• [Excerpted text]
It is also titled Jet Grind Radio for North American players due to trademark problems for “Jet Set” in the United States and Canada at the time. It was released on June 29th, 2000 in Japan, then Halloween 2000 for North American players, and November 24th, 2000 for European players. The player controls a member of a youth gang, the GGs, as they use inline skates to traverse (the real world) Tokyo, spraying graffiti and evading authorities. Jet Set Radio and its sequel Jet Set Radio Future were developed by Smilebit before being merged with Sega R&D in 2004.

Please remember: Don’t try to tag public places in real life. Graffiti is art. However, graffiti as an act of vandalism is a crime. Every state/province (in the case of Japan, wards) has vandalism laws that apply to graffiti, and local and global entities such as cities and countries have anti-graffiti ordinances. Violation of these laws may result in fines, jail sentences, probations, or incarceration. Shinkansen Retrogamer does not condone the real-life act of vandalism in any form.

The graffiti-aggressive inline skating game puts in the shoes of a member of a gang of graffiti-tagging inline skaters called the GGs (short for Graffiti Gang), set in the fictionalized version of real-life Tokyo. The game consists of three types of levels: Street, Rival Showdown, and Trial. The Street levels come in two categories. The first is to tag every graffiti point in each area previously tagged by a rival gang before the timer runs out while evading the authorities. The second category serves as a boss battle by chasing the rival gang members and spraying graffiti on them. The more graffiti points are sprayed, the more deadly the authorities become. Graffiti points are marked by arrows and require paint to tag them. Players can spray graffiti by either pressing a single button or inputting commands using the analog stick depending on the size of the graffiti spot. Players are unable if they run out of paint and must be refilled by obtaining yellow and blue spray cans scattered across the stage. Yellow spray cans refill a single spray can and blue spray cans refill five. Enemies will pursue players and attempt to deplete their health. Health can be replenished by obtaining red and green spray cans. Performing tricks add bonus points to the player’s overall score and gain access to areas difficult to reach.

The game’s composers are Hideki Naganuma, Richard Jacques, and Tomonori Sawada. Sawada was not involved in Jet Set Radio Future. Details about that video game later…

Development was headed by director Masayoshi Kikuchi, with art by Ryuta Ueda. The influence was drawn from late 90s Japanese pop cultures such as the rhythm game PaRappa the Rapper, and the anti-establishment themes in the film Fight Club. The environments were based on Tokyo shopping districts in Shibuya and Shinjuku, with graffiti designed by artists including Eric Haze. It was the first game to use a cel-shaded art style, developed in response to the team’s disappointment towards Sega games mainly resembling anime or manga.

The settings were inspired by Japanese locations such as the Tokyo shopping districts of Shibuya and Shinjuku, which Smilebit photographed to use as references. Sega feared that the game’s style might alienate players outside Japan and requested changes for the international versions. The team added stages modeled after New York City: one based on Times Square, and another on Roosevelt Avenue along Queens and Brooklyn, and changed the nationality of the two characters to American. The interactive credits sequence of the Japanese version was also cut, as localizing it would have meant rebuilding the stage with English names. Sega sold the international version in Japan as De La Jet Set Radio. Ueda was unhappy about the changes, which he felt diminished the essential Japanese elements of the game.

• [Work to do]
1. Can you give the part of the Jet Set Radio text starting with "Development was headed" and going on through "anime or manga.", with "cel-shaded" renamed to "toon-shaded"?
2. Answer these from the Jet Set Radio text:
(a) On what date was the game released in Japan?
(b) What does the gang name GGs stand for?
(c) Under what name did Sega sell the international version in Japan?

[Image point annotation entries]
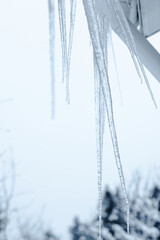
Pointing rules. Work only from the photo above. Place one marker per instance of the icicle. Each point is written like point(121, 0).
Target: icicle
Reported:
point(62, 23)
point(122, 21)
point(71, 33)
point(99, 142)
point(52, 43)
point(117, 76)
point(104, 81)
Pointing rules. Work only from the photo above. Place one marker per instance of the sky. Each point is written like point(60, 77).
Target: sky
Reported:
point(56, 159)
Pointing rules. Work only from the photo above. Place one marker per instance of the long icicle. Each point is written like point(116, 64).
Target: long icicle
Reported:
point(73, 5)
point(62, 23)
point(131, 45)
point(104, 81)
point(116, 70)
point(51, 9)
point(99, 119)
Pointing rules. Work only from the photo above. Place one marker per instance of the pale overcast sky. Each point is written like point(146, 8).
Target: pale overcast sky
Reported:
point(56, 159)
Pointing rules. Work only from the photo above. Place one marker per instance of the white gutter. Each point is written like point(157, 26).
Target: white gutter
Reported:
point(147, 53)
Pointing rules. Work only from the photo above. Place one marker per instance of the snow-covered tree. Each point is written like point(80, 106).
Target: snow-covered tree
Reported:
point(144, 217)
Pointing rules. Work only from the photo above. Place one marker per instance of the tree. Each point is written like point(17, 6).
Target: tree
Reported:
point(144, 217)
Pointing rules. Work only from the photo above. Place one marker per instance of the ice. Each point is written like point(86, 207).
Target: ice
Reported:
point(51, 9)
point(62, 23)
point(100, 60)
point(71, 33)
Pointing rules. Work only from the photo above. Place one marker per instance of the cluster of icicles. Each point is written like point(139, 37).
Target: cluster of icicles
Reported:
point(101, 16)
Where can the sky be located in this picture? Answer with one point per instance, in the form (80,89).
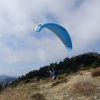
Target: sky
(23,50)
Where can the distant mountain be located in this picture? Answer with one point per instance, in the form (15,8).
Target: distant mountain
(4,79)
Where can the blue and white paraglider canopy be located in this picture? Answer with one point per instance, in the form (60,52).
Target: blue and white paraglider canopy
(60,31)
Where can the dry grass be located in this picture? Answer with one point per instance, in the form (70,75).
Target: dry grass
(96,72)
(85,87)
(79,86)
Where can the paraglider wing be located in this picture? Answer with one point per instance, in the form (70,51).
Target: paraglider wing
(59,31)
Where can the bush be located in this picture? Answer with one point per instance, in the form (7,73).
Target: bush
(37,96)
(96,63)
(58,82)
(95,72)
(85,88)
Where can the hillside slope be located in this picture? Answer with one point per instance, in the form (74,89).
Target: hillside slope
(62,89)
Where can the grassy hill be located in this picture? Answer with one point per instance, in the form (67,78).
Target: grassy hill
(82,85)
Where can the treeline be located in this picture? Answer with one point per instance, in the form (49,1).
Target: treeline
(68,65)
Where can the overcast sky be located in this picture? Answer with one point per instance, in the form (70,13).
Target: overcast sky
(23,50)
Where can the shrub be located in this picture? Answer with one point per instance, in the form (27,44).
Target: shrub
(37,96)
(58,82)
(96,63)
(95,72)
(85,88)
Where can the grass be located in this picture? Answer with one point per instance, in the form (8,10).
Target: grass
(84,87)
(77,86)
(95,72)
(37,96)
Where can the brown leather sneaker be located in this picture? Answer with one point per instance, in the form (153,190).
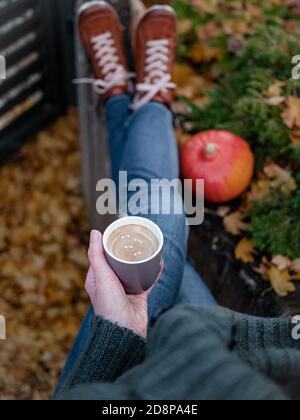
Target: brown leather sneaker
(101,33)
(155,49)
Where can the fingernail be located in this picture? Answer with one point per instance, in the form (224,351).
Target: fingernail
(94,235)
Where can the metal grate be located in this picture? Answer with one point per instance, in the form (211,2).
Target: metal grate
(31,95)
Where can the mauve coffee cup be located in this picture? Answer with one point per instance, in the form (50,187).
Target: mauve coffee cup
(136,277)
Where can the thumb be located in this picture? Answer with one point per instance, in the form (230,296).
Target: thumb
(96,256)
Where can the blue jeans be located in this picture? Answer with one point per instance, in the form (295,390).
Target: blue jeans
(143,144)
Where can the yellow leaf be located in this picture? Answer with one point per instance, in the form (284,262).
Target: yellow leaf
(291,115)
(281,262)
(277,175)
(259,189)
(245,251)
(185,26)
(182,73)
(234,224)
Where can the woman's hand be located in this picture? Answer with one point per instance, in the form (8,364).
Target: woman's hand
(108,296)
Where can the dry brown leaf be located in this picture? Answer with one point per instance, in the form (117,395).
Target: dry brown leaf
(279,176)
(291,115)
(245,251)
(182,73)
(275,101)
(295,136)
(185,26)
(296,265)
(263,268)
(201,52)
(234,224)
(281,262)
(281,282)
(259,190)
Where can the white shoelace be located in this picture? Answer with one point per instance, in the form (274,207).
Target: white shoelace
(158,79)
(114,73)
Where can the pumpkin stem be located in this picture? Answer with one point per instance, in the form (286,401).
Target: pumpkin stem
(210,149)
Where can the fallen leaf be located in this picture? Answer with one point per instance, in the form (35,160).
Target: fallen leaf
(275,100)
(263,269)
(281,282)
(222,211)
(291,115)
(245,251)
(296,265)
(234,224)
(295,136)
(259,190)
(185,26)
(281,262)
(277,175)
(182,73)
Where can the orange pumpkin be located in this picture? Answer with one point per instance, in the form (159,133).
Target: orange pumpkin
(223,160)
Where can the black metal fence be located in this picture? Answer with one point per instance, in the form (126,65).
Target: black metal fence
(36,41)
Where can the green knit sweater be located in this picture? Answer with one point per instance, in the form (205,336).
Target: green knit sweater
(192,353)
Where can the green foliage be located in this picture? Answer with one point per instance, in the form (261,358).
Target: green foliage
(275,226)
(238,104)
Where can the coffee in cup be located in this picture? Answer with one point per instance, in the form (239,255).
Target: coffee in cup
(132,243)
(133,247)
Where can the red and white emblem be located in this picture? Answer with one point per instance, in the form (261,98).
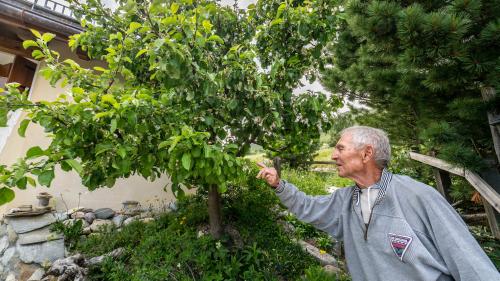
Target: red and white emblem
(399,244)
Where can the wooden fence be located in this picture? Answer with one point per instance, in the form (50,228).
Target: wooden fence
(442,171)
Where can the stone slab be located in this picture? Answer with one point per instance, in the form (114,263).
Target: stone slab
(37,275)
(38,236)
(27,224)
(4,244)
(41,252)
(7,255)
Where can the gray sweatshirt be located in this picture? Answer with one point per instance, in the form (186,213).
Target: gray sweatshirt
(413,234)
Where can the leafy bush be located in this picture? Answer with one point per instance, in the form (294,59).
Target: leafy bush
(314,183)
(71,230)
(490,245)
(170,248)
(316,273)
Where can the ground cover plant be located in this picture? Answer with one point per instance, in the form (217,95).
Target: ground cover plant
(188,87)
(172,247)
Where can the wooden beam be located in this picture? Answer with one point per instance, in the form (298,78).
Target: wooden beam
(486,191)
(492,220)
(438,163)
(277,165)
(14,47)
(443,183)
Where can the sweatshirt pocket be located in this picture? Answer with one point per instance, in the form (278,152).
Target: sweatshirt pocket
(397,239)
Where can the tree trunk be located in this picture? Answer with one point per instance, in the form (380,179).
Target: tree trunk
(214,212)
(488,94)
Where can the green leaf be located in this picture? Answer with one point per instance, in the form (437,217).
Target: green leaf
(6,195)
(36,33)
(35,151)
(163,144)
(46,177)
(122,152)
(3,117)
(37,54)
(186,161)
(31,181)
(281,8)
(75,165)
(276,21)
(207,25)
(22,127)
(47,37)
(215,38)
(113,125)
(29,43)
(102,147)
(133,27)
(65,166)
(21,183)
(140,53)
(174,8)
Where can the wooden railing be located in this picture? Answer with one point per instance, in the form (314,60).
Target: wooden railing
(442,170)
(54,6)
(491,198)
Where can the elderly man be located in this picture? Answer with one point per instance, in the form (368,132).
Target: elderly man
(394,228)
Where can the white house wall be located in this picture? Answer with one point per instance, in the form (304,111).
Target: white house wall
(68,184)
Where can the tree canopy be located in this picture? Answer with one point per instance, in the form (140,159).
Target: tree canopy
(420,67)
(188,86)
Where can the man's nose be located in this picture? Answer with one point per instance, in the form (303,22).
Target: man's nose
(334,155)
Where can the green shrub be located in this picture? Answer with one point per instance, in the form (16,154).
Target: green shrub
(170,247)
(316,273)
(314,183)
(72,232)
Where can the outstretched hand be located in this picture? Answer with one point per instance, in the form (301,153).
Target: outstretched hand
(268,174)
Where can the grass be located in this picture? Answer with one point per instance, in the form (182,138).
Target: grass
(311,182)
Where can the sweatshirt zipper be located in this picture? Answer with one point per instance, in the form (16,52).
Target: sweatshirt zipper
(368,224)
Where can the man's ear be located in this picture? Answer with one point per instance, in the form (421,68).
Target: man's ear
(368,153)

• [Task-by-task results]
1.
Development was headed by director Masayoshi Kikuchi, with art by Ryuta Ueda. The influence was drawn from late 90s Japanese pop cultures such as the rhythm game PaRappa the Rapper, and the anti-establishment themes in the film Fight Club. The environments were based on Tokyo shopping districts in Shibuya and Shinjuku, with graffiti designed by artists including Eric Haze. It was the first game to use a toon-shaded art style, developed in response to the team’s disappointment towards Sega games mainly resembling anime or manga.

2.
(a) June 29th, 2000
(b) Graffiti Gang
(c) De La Jet Set Radio